[Part of a data file]
····················

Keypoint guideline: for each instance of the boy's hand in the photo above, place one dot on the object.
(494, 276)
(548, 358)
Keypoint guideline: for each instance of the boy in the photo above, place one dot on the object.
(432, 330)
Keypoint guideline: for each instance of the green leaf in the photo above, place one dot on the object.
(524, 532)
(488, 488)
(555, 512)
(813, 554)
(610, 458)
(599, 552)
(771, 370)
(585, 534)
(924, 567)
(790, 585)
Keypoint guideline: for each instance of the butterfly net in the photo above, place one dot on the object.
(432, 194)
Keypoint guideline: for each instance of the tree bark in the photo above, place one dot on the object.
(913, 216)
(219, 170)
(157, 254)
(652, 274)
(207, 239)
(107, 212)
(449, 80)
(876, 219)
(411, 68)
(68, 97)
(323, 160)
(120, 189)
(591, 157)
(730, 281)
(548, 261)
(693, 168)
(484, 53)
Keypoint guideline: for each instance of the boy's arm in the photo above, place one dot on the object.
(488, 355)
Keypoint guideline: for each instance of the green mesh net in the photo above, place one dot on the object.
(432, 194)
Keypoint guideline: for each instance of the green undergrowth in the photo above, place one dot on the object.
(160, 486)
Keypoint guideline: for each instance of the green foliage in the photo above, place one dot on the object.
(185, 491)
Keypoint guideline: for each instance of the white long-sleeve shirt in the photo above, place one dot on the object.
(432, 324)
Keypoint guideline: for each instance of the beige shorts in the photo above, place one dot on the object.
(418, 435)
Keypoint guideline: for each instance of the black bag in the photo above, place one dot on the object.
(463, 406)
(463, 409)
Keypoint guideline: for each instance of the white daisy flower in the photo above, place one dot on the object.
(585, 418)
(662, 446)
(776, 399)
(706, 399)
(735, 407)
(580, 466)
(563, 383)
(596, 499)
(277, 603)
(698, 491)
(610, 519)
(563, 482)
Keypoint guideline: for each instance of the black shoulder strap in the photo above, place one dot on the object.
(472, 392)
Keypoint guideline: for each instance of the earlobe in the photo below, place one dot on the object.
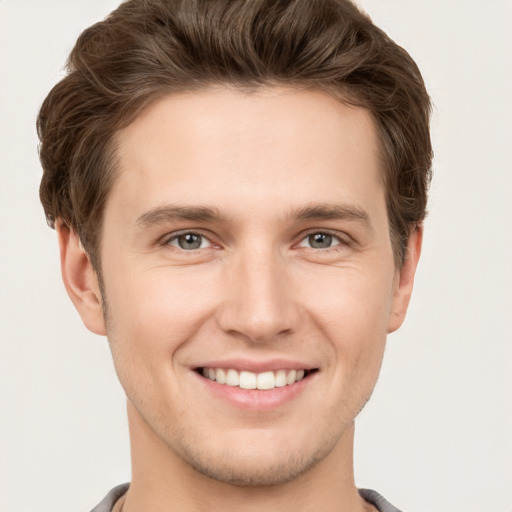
(405, 280)
(80, 279)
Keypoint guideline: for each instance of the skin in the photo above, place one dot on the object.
(255, 290)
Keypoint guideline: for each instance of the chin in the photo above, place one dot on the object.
(244, 470)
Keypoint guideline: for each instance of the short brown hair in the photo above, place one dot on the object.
(149, 48)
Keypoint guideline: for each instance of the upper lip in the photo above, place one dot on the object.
(257, 366)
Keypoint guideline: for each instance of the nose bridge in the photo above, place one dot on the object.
(259, 305)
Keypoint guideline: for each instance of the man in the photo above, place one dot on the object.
(238, 189)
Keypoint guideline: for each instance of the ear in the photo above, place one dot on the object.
(80, 279)
(404, 280)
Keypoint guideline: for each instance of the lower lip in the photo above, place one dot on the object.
(257, 399)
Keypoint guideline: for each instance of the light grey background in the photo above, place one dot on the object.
(437, 435)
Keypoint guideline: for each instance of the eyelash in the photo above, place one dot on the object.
(341, 241)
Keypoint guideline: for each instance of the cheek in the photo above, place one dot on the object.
(155, 309)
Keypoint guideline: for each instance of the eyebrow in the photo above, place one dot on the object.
(313, 212)
(325, 211)
(168, 213)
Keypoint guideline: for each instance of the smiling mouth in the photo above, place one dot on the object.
(249, 380)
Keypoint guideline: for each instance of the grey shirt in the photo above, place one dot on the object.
(370, 496)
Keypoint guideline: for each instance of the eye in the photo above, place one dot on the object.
(189, 241)
(320, 241)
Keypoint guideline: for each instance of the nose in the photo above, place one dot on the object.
(258, 303)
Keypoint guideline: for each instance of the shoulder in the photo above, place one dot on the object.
(110, 499)
(375, 499)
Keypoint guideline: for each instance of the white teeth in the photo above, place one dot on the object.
(250, 380)
(266, 380)
(232, 378)
(280, 378)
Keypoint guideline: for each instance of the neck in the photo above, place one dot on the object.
(163, 482)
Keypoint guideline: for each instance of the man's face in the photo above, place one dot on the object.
(246, 237)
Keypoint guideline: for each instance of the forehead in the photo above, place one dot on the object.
(277, 144)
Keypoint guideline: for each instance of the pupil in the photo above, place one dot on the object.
(320, 240)
(189, 241)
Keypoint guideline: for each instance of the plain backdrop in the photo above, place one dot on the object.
(437, 435)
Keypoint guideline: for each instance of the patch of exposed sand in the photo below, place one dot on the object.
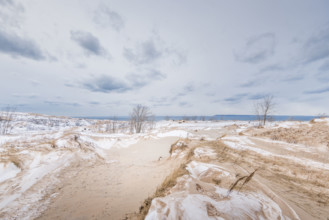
(112, 190)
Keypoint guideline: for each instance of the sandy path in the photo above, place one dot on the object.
(111, 190)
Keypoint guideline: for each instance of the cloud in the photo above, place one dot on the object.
(106, 84)
(105, 17)
(141, 80)
(185, 104)
(145, 52)
(54, 103)
(256, 96)
(88, 42)
(19, 47)
(257, 49)
(294, 78)
(324, 66)
(236, 98)
(317, 91)
(317, 47)
(250, 84)
(6, 2)
(27, 95)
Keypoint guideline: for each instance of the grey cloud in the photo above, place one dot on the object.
(236, 98)
(19, 47)
(250, 84)
(256, 96)
(145, 52)
(257, 49)
(324, 66)
(140, 80)
(317, 91)
(88, 42)
(294, 78)
(107, 18)
(73, 104)
(94, 103)
(30, 95)
(106, 84)
(6, 2)
(274, 67)
(185, 104)
(317, 47)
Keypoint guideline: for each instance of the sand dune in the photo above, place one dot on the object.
(75, 169)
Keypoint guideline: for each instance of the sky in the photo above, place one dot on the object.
(186, 57)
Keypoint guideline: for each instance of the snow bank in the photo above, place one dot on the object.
(8, 171)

····················

## The exercise:
Write the records out again in full, exactly, and skip every picture.

## Exercise output:
Keypoint guideline: for each instance of the boy's hand in the photo above, place one dot on the object.
(494, 276)
(548, 358)
Keypoint guideline: for each instance of the boy in the photo above, place one dot on the object.
(432, 330)
Keypoint guideline: for each instance of the green leaf in the photo above, place one dot on the object.
(524, 532)
(488, 488)
(555, 512)
(813, 554)
(610, 458)
(599, 552)
(771, 370)
(585, 534)
(924, 567)
(790, 585)
Keypoint guideline: for each instance of the butterfly net in the photo above, place one dot on the object.
(432, 194)
Keypoint guideline: for each instance of the tree bark in the photo above, place one dot on the object.
(913, 216)
(219, 170)
(157, 254)
(652, 274)
(207, 239)
(107, 212)
(449, 80)
(876, 219)
(411, 68)
(68, 97)
(323, 160)
(120, 189)
(591, 157)
(730, 281)
(548, 261)
(693, 168)
(484, 53)
Keypoint guideline: for each instance of the boy's arm in the photo above, place one dot on the object.
(488, 355)
Keypoint guideline: for each instance of the green mesh net in the photo above, place one dot on the object.
(432, 194)
Keypoint guideline: for each instance of the green undergrowth in the photo above, place one dot on the object.
(160, 486)
Keypoint guideline: for each instance of the green foliage in the photo above, place one dot on the object.
(185, 491)
Keypoint guideline: for each instance of the white long-sleeve shirt in the photo above, place one dot on the object.
(432, 324)
Keypoint guideline: for each instance of the beige shorts in the photo above, place one dot on the object.
(418, 435)
Keypoint guideline: for each instance of the black bag in the photo above, place one dot on the object.
(463, 406)
(463, 409)
Keypoint guideline: for each instance of the white daisy flower in the photo above, place one dot on the object.
(585, 418)
(662, 446)
(776, 399)
(706, 399)
(735, 407)
(580, 466)
(563, 383)
(596, 499)
(277, 603)
(698, 491)
(610, 519)
(563, 482)
Keypoint guideline: for each instance of the black shoulder strap in the photo above, place one dot on the object.
(472, 392)
Keypoint guideline: for each instance of the earlobe in the photo below, place one dot on the object.
(405, 280)
(80, 279)
Keypoint guideline: for each instance of the skin in the photo above, place one dot on the object.
(255, 290)
Keypoint guideline: for each instance of the chin in the photo above, place one dot on the object.
(244, 470)
Keypoint guideline: for each instance of the short brown hair in the photo above, place one dot on the object.
(149, 48)
Keypoint guideline: for each instance of the upper lip in the photo above, place one dot on the object.
(257, 366)
Keypoint guideline: for each instance of the nose bridge in the photo above, place one dot on the object.
(259, 305)
Keypoint guideline: for each instance of the man in the photo above, place one dot on the object.
(238, 189)
Keypoint guideline: for each instance of the ear in the photo above, place one dot on the object.
(80, 279)
(404, 280)
Keypoint guideline: for each instance of the lower lip in the photo above, place one dot on the object.
(257, 399)
Keypoint guideline: for each instance of the light grey background in the photo above, place one dot on the object.
(437, 435)
Keypoint guideline: for each instance of the eyelash in the photo above, place one dot on the object.
(341, 241)
Keypoint guideline: for each instance of the cheek in the photo above, place one dot on the object.
(155, 309)
Keypoint guideline: for each instance of the eyebrow in the photo above, place one dot on the object.
(313, 212)
(325, 211)
(168, 213)
Keypoint guideline: for each instance of the smiling mouth in the photo above, place one dot on the object.
(249, 380)
Keypoint guideline: for each instance of the grey shirt in the photo above, place one dot on the object.
(370, 496)
Keypoint guideline: for each instance of the eye in the photo above, place one dot on the object.
(189, 241)
(320, 241)
Keypoint guideline: for each instance of the nose in the photo above, place one dot on the object.
(258, 303)
Keypoint guideline: for each instance of the shoulder in the photo above, place one dot on the object.
(110, 499)
(375, 499)
Keypoint guideline: for each instance of the white teeth in the photo above, place one dot on the object.
(250, 380)
(266, 380)
(232, 378)
(280, 378)
Keypoint guideline: for each instance of the neck in the photo above, place one dot on the object.
(163, 482)
Keypoint guideline: for each instance of the man's face in the photo above, place one dot on the object.
(246, 237)
Keypoint guideline: for each instance of the forehead in the photo above, place one dot on the object.
(277, 144)
Keypoint guideline: for each instance of the pupil in the photo above, place one dot on the object.
(320, 240)
(189, 241)
Keypoint guideline: for each instance of the plain backdrop in the photo above, place one dot on the object.
(437, 435)
Keypoint guideline: for each instance of the patch of exposed sand in the photo below, place one dot on the object.
(112, 190)
Keypoint guideline: for each instance of the sandy path in the photo above, place one dot on the object.
(111, 190)
Keypoint guideline: for each instance of the cloud in the photo above, place one dot on the object.
(106, 84)
(105, 17)
(141, 80)
(185, 104)
(145, 52)
(54, 103)
(256, 96)
(88, 42)
(19, 47)
(257, 49)
(294, 78)
(324, 66)
(236, 98)
(317, 91)
(317, 47)
(250, 84)
(6, 2)
(27, 95)
Keypoint guideline: for each instance of the grey cloud in the photo above, place one dot on the object.
(236, 98)
(19, 47)
(250, 84)
(256, 96)
(145, 52)
(257, 49)
(324, 66)
(140, 80)
(317, 91)
(88, 42)
(294, 78)
(107, 18)
(73, 104)
(94, 103)
(30, 95)
(106, 84)
(6, 2)
(274, 67)
(185, 104)
(317, 47)
Keypoint guideline: for each instance of the sand dune in the photo above, place one dot on the object.
(75, 169)
Keypoint guideline: for each instance of the sky in the photo above, place one dot on the object.
(186, 57)
Keypoint guideline: for each instance of the snow bank in the photo above, place one dot on the object.
(8, 171)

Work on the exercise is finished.